[BRIEF] Would you return all of this data exactly, leaving nothing out?

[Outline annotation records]
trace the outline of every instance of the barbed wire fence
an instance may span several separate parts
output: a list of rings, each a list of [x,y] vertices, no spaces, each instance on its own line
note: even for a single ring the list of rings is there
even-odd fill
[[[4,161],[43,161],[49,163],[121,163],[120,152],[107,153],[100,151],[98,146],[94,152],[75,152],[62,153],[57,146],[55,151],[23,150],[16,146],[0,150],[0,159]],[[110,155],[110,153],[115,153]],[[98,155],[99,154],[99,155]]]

[EXERCISE RESPONSE]
trace the outline of every instance of the barbed wire fence
an instance may span several separate parts
output: a list of rings, each a list of [x,y] vertices, no spaces, each instance on its own line
note: even for a single ring the list of rings is there
even-odd fill
[[[4,161],[43,161],[49,163],[121,163],[120,152],[107,153],[100,151],[98,146],[94,152],[75,152],[62,153],[57,146],[55,151],[23,150],[16,146],[0,150],[0,159]],[[110,155],[110,153],[115,153]],[[98,155],[99,154],[99,155]]]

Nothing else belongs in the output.